→ **Teks Sumber**:
========
2.2.2 Jenis-Jenis Dan Ciri-Ciri Kartu Kredit
            Adapun jenis-jenis kartu kredit dapat digolongkan berdasarkan fungsi dan wilayah berlakunya.[25]
Berdasarkan fungsinya:
§  Credit Card- sebagai alat pembayaran transaksi jual beli barang atau jasa dimana pelunasan atau pembayarannya kembali dapat dilakukan
§  Charge Card- adalah sebagai alat pembayaran suatu transaksi jual beli barang atau jasa dimana nasabah harus membayar kembali seluruh tagihan secara penuh pada akhir bulan atau bulan berikutnya
§  Debit Card- merupakan transaksi tunai dengan tidak menggunakan uang tunai akan tetapi pelunasannya atau pembayarannya dilakukan denagn cara mendebit (mengurangi) secara langsung saldo rekening simpanan pemegang kartu yang bersangkutan dan dalam waktu yang sama mengkredit rekening penjual (merchant) sebesar jumlah nilai transaksi pada bank penerbit (pengelola).
§  Cash Card- kartu yang memungkinkan pemegang katru untuk menarik uang tunai baik langsung pada kasir bank maupun melalui ATM bank tertentu.
§  Check Guarante Card- sebagai jaminan dalam penarikan cek oleh pemegang kartu.
========
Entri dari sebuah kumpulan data
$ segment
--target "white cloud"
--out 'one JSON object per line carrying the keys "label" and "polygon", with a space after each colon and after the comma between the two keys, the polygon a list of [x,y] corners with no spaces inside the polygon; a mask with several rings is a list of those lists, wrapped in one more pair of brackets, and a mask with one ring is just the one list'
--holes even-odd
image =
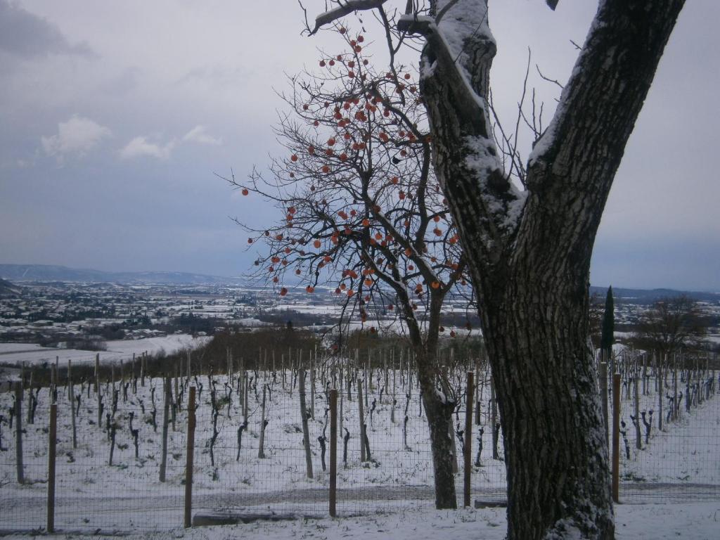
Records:
{"label": "white cloud", "polygon": [[58,124],[58,134],[42,137],[42,148],[48,156],[58,161],[69,154],[84,156],[106,137],[110,130],[89,118],[73,115],[67,122]]}
{"label": "white cloud", "polygon": [[158,159],[168,159],[175,148],[175,141],[171,140],[163,146],[149,142],[145,137],[135,137],[120,150],[120,157],[125,159],[148,156]]}
{"label": "white cloud", "polygon": [[190,130],[182,140],[186,143],[197,143],[201,145],[220,145],[222,139],[210,135],[204,125],[197,125]]}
========
→ **Tujuan 1**: Ringkaslah teks tentang jenis-jenis kartu kredit dalam dua kalimat.
→ **Tujuan 2**: Teruskan teks tentang jenis dan ciri kartu kredit mulai dari kalimat terakhirnya.
Catatan tersebut merupakan bahan tersendiri yang terpisah dari teks.

→ **Jawaban Latihan 1**: Jenis-jenis kartu kredit dapat digolongkan berdasarkan fungsi dan wilayah berlakunya. Berdasarkan fungsinya, terdapat credit card, charge card yang seluruh tagihannya harus dibayar penuh pada akhir bulan atau bulan berikutnya, debit card yang pembayarannya langsung mengurangi saldo rekening simpanan pemegang kartu, cash card untuk menarik uang tunai di kasir bank atau ATM bank tertentu, serta kartu yang berfungsi sebagai jaminan dalam penarikan cek oleh pemegang kartu.

→ **Jawaban Latihan 2**:
Ciri-ciri Kartu Kredit
            Dari berbagai macam kartu kredit yang diterbitkan oleh pengelola kartu kredti di Indonesia, terdapat ciri-ciri umum yang sama antar satu dengan yang lain, yaitu:[26]
a. Tampak Muka :
1) Nomor kartu
2) Masa berlaku
3) Nama pemegang kartu
4) Logo dan nama dari bank penerbit
5) Nomor identifikasi dari bank penerbit.
6) Hologram (gambar tiga dimensi) khususnya untuk : Master Card, Visa,
Astra Card, BCA Card.
b. Tampak Belakang
1) Signature Panel (Panel tanda tangan)
2) Magnetic Stripe
3) Debosing number (nomor yang dicetak tenggelam) yang sama dengan
tercetak di depan.

            Ciri-ciri tersebut diatas bukanlah merupakan ciri-ciri yang hanya terdapat
pada kartu kredit, karena sebagaian dari ciri-ciri tersebut dapat ditemukan
pada beberapa macam kartu yang diterbitkan oleh bank atau lembaga
keuangan lain, misalnya: kartu ATM, Discount Card, dan lain-lain. Namun
karena penggunaan kartu kredit didasarkan perjanjian antara pihak-pihak
terkait, maka yang membedakan kartu kredit dengan kartu lain yang
mempunyai ciri-ciri yang sama, adalah bahwa hanya pemegang kartu kredit
yang akan memperoleh fasilitas kredit sesuai dengan perjanjian dimaksud.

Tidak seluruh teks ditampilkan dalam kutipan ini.